AIM OF THE TASK
Repeat the material from the line with "Can you find the stone steps?" to the line with "[[136, 189]]", both included, keeping the requests as they are. Multiply every coordinate in the answers by 0.3 and round to whole numbers, with halves rounding up.

┌─ MATERIAL

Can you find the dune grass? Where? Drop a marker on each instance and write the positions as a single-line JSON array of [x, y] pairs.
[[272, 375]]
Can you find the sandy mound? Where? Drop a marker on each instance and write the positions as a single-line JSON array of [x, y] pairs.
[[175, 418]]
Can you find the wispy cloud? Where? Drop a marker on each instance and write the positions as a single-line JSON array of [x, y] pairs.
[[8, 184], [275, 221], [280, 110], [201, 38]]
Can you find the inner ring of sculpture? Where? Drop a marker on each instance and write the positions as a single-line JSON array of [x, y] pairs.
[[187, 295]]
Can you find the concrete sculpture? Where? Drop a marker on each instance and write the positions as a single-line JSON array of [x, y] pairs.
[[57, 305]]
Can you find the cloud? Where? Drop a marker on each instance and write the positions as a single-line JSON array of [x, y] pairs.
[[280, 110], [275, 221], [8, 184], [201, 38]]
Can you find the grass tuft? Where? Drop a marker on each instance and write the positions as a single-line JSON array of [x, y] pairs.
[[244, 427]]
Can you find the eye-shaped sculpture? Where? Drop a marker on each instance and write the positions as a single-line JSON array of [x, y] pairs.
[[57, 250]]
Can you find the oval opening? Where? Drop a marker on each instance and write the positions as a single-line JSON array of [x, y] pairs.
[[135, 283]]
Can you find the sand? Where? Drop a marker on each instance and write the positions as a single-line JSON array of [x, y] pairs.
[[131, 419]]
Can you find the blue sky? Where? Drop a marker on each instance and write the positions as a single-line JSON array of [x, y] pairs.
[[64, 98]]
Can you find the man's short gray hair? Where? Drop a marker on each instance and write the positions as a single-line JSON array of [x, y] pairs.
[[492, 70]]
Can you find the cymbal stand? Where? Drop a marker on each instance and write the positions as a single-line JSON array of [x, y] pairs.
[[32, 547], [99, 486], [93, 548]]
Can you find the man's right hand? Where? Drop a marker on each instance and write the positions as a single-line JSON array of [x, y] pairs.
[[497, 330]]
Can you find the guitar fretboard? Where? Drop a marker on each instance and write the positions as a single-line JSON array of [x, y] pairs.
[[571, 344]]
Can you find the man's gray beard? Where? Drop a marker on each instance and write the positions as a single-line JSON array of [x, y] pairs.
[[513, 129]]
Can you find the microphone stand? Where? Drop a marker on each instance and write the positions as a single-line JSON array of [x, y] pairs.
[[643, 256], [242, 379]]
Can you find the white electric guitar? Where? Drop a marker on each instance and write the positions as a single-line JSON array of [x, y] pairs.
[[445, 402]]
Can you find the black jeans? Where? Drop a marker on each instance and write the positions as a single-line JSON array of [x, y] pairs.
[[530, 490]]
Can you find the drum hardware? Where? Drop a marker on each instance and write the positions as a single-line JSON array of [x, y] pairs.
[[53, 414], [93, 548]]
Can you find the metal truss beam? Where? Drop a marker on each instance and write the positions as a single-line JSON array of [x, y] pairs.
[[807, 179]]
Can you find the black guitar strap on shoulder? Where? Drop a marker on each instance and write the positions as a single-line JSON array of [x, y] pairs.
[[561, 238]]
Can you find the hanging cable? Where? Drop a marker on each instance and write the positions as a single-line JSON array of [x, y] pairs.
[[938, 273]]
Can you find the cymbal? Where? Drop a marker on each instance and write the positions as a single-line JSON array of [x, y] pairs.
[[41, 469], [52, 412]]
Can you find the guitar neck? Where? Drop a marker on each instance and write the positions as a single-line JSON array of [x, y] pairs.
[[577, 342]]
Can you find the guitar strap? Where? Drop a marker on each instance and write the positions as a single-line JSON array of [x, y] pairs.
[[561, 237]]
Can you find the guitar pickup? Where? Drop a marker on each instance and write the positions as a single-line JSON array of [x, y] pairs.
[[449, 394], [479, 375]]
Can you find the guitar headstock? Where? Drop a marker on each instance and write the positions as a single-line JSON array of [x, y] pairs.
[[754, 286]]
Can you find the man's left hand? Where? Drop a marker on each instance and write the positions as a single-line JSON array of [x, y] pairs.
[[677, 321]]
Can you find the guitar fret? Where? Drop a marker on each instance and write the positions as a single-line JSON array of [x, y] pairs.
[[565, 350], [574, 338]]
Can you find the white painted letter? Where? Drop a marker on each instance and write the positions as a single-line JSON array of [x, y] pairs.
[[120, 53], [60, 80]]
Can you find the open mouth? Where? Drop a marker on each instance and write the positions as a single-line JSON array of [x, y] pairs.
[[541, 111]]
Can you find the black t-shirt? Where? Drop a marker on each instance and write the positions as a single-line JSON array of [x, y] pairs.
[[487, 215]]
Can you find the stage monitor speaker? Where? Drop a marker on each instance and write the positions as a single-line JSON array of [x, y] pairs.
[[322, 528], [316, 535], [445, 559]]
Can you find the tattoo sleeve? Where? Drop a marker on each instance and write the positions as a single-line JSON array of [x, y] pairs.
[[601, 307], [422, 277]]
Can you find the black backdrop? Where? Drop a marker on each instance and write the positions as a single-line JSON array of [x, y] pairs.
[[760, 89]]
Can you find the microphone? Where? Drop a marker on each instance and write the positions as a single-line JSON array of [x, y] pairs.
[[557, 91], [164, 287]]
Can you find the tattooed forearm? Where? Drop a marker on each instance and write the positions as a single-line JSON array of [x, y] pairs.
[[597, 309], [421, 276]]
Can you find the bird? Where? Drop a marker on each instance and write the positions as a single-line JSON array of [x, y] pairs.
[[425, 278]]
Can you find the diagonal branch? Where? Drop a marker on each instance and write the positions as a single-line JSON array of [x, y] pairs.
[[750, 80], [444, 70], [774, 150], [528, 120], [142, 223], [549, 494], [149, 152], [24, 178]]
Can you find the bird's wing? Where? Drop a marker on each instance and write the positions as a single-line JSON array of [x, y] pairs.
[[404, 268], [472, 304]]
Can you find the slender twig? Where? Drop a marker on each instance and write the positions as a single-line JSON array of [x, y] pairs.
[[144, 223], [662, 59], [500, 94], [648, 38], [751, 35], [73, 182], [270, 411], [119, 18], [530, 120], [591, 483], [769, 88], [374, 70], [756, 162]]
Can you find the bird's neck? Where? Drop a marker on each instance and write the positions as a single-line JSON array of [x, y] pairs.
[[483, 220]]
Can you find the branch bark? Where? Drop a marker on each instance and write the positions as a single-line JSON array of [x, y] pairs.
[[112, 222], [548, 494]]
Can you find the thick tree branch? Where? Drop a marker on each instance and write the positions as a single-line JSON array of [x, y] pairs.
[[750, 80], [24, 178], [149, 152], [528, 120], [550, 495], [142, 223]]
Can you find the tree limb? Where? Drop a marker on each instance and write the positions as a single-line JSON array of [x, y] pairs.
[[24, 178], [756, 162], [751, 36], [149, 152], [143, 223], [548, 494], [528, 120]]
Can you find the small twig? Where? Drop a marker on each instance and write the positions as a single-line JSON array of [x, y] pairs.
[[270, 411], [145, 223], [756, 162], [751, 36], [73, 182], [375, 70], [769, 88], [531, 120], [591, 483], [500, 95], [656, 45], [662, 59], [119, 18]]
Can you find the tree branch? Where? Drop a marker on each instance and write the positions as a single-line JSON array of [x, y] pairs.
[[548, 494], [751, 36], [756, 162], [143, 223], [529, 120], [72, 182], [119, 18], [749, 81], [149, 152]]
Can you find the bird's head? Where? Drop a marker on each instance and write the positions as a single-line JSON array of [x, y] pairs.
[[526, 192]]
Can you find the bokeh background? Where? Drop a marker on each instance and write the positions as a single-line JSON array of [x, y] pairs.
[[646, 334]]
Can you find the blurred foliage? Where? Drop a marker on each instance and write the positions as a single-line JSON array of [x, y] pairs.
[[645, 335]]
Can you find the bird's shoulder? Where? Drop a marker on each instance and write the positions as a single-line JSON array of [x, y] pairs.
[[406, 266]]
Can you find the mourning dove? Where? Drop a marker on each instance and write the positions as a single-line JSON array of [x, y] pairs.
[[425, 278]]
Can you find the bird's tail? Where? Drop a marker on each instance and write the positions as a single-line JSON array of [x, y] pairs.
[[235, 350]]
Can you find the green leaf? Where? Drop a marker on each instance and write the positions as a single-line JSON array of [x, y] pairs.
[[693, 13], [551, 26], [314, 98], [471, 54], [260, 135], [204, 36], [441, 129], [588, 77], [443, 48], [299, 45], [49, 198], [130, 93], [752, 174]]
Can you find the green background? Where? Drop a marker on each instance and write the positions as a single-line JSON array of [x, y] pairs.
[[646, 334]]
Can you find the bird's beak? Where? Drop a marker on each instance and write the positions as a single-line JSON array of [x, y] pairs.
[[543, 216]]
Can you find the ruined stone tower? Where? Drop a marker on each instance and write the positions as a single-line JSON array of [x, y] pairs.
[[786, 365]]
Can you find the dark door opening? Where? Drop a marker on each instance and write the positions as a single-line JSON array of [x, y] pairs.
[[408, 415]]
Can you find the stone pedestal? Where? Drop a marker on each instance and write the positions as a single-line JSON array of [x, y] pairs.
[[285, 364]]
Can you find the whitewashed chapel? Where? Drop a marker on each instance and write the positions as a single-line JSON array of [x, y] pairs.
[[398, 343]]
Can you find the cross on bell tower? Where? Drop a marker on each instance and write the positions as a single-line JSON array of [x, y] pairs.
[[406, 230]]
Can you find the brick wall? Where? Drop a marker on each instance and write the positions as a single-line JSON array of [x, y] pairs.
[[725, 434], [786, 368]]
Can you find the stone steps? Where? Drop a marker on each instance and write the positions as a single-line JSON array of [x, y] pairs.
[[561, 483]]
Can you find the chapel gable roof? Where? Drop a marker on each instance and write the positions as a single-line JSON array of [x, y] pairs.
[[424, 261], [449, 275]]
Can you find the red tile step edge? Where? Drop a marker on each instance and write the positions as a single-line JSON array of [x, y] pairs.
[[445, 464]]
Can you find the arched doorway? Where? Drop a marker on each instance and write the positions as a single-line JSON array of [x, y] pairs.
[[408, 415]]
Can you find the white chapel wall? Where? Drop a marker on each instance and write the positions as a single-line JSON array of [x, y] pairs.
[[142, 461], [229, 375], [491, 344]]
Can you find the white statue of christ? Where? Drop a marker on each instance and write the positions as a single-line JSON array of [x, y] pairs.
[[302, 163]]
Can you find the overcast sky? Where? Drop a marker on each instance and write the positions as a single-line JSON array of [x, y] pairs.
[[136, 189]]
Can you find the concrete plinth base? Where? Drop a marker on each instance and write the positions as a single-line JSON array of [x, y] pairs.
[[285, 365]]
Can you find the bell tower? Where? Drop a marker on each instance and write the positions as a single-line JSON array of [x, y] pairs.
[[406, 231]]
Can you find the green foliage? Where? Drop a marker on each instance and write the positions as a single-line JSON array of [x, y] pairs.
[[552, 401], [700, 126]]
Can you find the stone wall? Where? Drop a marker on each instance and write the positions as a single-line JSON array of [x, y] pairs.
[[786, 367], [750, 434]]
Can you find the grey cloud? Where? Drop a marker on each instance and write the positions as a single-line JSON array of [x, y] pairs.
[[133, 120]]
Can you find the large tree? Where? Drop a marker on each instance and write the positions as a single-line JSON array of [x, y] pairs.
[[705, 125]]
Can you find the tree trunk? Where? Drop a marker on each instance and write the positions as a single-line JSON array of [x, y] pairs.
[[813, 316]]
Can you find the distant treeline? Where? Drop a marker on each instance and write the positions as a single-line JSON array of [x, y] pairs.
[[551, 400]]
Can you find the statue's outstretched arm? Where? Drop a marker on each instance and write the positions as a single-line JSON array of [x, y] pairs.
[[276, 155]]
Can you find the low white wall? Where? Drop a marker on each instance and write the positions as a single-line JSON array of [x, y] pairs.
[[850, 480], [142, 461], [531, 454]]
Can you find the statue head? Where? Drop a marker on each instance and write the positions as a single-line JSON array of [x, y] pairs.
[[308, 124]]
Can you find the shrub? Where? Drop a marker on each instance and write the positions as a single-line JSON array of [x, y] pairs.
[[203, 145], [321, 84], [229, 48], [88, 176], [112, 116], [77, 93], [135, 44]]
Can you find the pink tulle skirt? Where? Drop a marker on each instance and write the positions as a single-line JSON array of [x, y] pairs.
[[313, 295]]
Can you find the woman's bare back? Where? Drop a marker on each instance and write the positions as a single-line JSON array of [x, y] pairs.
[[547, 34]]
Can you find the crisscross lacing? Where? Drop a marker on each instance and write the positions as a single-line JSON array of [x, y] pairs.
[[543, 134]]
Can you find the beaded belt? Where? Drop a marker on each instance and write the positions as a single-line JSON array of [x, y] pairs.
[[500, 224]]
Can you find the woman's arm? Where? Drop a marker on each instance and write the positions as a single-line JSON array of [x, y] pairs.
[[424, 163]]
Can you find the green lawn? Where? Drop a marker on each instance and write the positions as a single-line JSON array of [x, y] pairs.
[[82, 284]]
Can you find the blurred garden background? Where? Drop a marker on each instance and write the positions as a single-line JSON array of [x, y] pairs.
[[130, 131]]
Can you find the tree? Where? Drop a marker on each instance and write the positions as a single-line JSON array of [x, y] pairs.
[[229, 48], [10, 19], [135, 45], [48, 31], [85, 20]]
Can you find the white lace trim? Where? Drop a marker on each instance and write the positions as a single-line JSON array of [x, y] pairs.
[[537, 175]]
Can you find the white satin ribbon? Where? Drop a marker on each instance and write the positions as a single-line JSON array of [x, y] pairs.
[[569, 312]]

└─

RESULT OF THE TASK
Can you find the stone steps? Where? Drop a marker on each instance and write the positions as a single-line JSON array of [x, y] pairs.
[[168, 145]]
Can you find the chapel gable roof? Where? Drop a marker on each instance and write the positions as a single-line JSON array of [x, y] pairs.
[[127, 78], [135, 83]]
Can you find the red tile step edge? Where? Drop a marker on each instance and write the positions as a single-line JSON array of [x, y] pairs.
[[134, 139]]
Can you find the arched doorway? Where? Drop a marker on each instance and write the positions as a single-line JSON array of [x, y] pairs.
[[122, 125]]
Can you find the white chapel wall? Where? Drop a marker on each instance and write the positions as a single-line JSON array of [x, y] pairs.
[[43, 138], [69, 113], [147, 103]]
Can you find the white statue of christ? Where? Drop a marker on each instance and write the positions as a single-line JSON array of [x, y] pairs.
[[91, 49]]
Can you find the overcast sky? Where? Drop a marker on each instance and write the positions as a single-line JSON array of [x, y] pairs.
[[41, 57]]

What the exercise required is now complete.